Reproduce the entries below word for word, leaving out the pictures.

######

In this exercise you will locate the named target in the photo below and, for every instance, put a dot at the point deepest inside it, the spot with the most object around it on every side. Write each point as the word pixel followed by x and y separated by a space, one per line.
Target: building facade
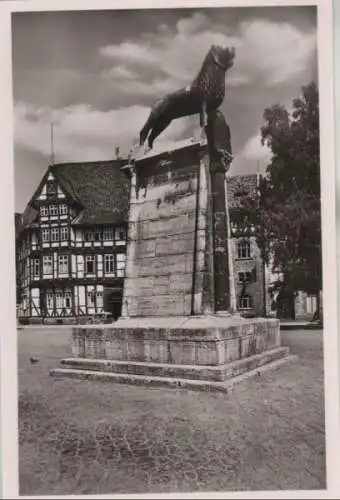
pixel 71 247
pixel 71 243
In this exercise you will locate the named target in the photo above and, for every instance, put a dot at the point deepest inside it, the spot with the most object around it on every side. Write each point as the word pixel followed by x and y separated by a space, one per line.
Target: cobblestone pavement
pixel 78 437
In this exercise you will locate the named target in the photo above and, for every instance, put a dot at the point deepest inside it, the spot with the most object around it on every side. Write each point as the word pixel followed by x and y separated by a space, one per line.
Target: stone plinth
pixel 176 327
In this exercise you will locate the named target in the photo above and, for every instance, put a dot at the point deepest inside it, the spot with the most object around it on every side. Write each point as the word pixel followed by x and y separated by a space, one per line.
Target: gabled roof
pixel 100 188
pixel 240 186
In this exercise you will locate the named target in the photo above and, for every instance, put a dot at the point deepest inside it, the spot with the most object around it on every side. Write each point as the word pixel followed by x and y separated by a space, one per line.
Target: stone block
pixel 167 226
pixel 139 286
pixel 78 345
pixel 169 264
pixel 182 353
pixel 180 282
pixel 95 348
pixel 135 350
pixel 168 246
pixel 159 305
pixel 144 248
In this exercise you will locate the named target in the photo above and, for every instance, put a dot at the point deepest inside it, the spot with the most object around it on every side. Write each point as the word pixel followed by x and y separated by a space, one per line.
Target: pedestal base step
pixel 177 376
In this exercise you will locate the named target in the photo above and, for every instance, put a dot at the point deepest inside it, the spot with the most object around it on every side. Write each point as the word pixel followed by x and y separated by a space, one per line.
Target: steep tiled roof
pixel 24 220
pixel 99 187
pixel 240 186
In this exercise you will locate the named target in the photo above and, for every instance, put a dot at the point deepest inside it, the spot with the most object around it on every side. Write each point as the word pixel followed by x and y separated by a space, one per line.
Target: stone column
pixel 129 170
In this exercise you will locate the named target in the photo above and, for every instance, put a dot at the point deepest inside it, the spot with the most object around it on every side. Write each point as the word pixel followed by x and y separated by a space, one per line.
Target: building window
pixel 53 209
pixel 45 235
pixel 245 302
pixel 63 233
pixel 63 264
pixel 90 261
pixel 63 209
pixel 88 235
pixel 107 233
pixel 120 264
pixel 47 264
pixel 43 211
pixel 36 268
pixel 243 250
pixel 245 277
pixel 109 264
pixel 54 234
pixel 120 234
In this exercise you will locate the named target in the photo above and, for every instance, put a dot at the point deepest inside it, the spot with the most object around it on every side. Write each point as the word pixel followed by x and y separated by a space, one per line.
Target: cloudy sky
pixel 96 75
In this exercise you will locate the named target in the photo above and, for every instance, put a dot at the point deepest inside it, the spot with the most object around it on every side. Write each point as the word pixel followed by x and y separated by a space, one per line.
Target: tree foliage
pixel 286 215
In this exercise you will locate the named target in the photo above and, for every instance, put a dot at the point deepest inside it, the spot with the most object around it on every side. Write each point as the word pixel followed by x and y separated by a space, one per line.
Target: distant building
pixel 71 247
pixel 71 243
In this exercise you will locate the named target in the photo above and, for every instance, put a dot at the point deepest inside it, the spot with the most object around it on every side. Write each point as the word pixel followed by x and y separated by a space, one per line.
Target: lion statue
pixel 204 96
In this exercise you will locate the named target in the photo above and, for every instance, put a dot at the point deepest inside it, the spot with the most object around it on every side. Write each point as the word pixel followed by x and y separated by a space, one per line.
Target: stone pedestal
pixel 177 326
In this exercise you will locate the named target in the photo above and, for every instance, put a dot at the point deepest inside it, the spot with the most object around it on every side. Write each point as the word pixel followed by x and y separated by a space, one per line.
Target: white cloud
pixel 254 150
pixel 267 53
pixel 84 133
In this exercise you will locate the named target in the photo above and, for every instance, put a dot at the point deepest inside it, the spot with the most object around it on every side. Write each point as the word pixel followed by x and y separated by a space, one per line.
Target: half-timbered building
pixel 71 247
pixel 71 243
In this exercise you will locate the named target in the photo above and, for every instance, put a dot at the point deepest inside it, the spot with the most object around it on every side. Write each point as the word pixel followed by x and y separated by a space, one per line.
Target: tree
pixel 287 213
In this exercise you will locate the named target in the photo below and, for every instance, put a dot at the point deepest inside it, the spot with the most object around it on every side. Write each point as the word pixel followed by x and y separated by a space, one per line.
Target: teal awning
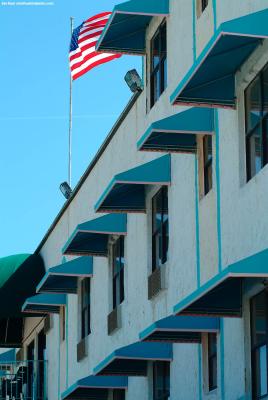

######

■ PROBLEM SOLUTION
In this exercise you will locate the named target in the photo below and, for every instance, put a dot at the point deepest inside it, the spot with the most object around it on every side. Write each point as the word pixel followed by x and y separated by a space, one per line.
Target: building facade
pixel 71 247
pixel 71 243
In this exercise you will locate the named target in the photo above and, for every instance, put a dot at the point deepest inside it, the spot with the most object around it on every side. Write each point as the word pixel followed by x and y separated by a space, one per line.
Target: cobblestone pavement
pixel 78 437
In this exercise you will locate the named target in the photo above and, for every instance, put a dot at the point deepest inside it, the spot with the most object around it on every side. Write each point as the word pixel followed by x and y separated by a space, one per line.
Target: stone plinth
pixel 176 327
In this exercise you will locate the named target in the photo above and, for every instance, put a dot at the point deepest inside it, the spot with the most object around it on every side. Write each point as the word pixel followed by x and y separated by a space, one per line.
Target: gabled roof
pixel 100 188
pixel 240 186
In this exercise you will locate the named target in the photo above and, for every instance, put a dot at the point deepest inside it, the spot with the most object around it on every side. Write each point as the word pixel followed by x and y separated by a space, one per line.
Target: stone block
pixel 167 226
pixel 139 286
pixel 78 345
pixel 169 264
pixel 182 353
pixel 180 282
pixel 95 348
pixel 135 350
pixel 168 246
pixel 159 305
pixel 144 248
In this exercise you will locate the named target in the photo above and, for every instance, put a dot at the point deepest inside it, the spot with the most object around it on every side. Write each point as the word pixel followed by x and y separated by a space, one per line.
Target: pedestal base step
pixel 177 376
In this exercise you will locate the named target in the photo above and, for every instance, put a dot at the point deepest inside it, the spot with the most object around it on every side. Write each point as the word pixel followed by x and y separated by a space, one per line.
Target: steep tiled roof
pixel 24 220
pixel 99 187
pixel 240 186
In this exercise you will locate the named target in the photo above and, for every instance, put a dot at the point deepest inside it, the spot with the most object around it on every side. Write each point as the word pixel followed by x and y separated by a space, one per line.
Target: stone column
pixel 129 170
In this exercise you will locate the named target in the photo above and, for every instance, put a dot at the point deepest inside it, the spot with the most object around it on every side. Write each point as the word pixel followed by x and y separated by a space, one per line.
Target: building window
pixel 53 209
pixel 45 235
pixel 245 302
pixel 63 233
pixel 63 264
pixel 90 261
pixel 63 209
pixel 88 235
pixel 107 233
pixel 120 264
pixel 47 264
pixel 43 211
pixel 36 268
pixel 243 250
pixel 245 277
pixel 109 264
pixel 54 234
pixel 120 234
In this exercise you will locate the named target in the photo above and, for every instance, put a dot at the point deepest inside it, the spot with the most object around it on every side. Write each point as the word pixel followed by x and y separated by a space, one per line.
Target: cloudy sky
pixel 96 75
In this exercise you will locate the named target in the photo above and, for every instance, put a dot at the point deepest inside it, the spot with the most object around it on every side. Write each point as the word pixel followed by x and y separated by a space, one per line.
Target: tree foliage
pixel 286 215
In this exercise you will locate the named target in the photo above and, for every instance, put a dot at the point deepest inside it, the spot with the most object around it on every side. Write each point as the word pixel followed by x and y separated by a space, one per line.
Target: distant building
pixel 71 247
pixel 71 243
In this exercise you will locate the named target in the photo above and, for every instance, put a dot at the point deepest inside it, the spot with the most object around it on every side. Write each point as the word pixel followed by x and y separated by a space, one per line.
Target: lion statue
pixel 204 96
In this exercise you will locate the named target in the photo above and, for every instance, put a dot at the point deepest inside it, the spot with the most object around it on every side. Write each point as the word pixel followed by x and y separated by a space, one per line.
Target: stone pedestal
pixel 177 326
In this exercise you will locate the named target in the photo above and, for every instance, put a dot at the point deepest inside it, the spot with the most object around it on every side. Write each point as the word pixel followed by x and y separated by a space, one per line.
Target: white cloud
pixel 254 150
pixel 267 53
pixel 84 133
In this exercise you will locate the named target in the photo above and, for every instance, put a dot at the point deepest inside it, the spot with the most object around it on every side. Write each point as the word pixel followed by x and y separated by a space, one per line.
Target: half-timbered building
pixel 71 247
pixel 71 243
In this exercise you will locate the named target in the photo above and, for every instance, put a dot at the point deepest inside it, the spot with the most object around it on every side. Write each point as the word pixel followed by x and y separated by a space, one per line.
Target: tree
pixel 287 213
In this exercise you will locate the named target in the photo below and, for every instance, put a dot at the point deepest inside it, the spot with the most object around it on every side. Write each point as the word pixel followed by x and y separated by a space, one per line.
Target: teal awning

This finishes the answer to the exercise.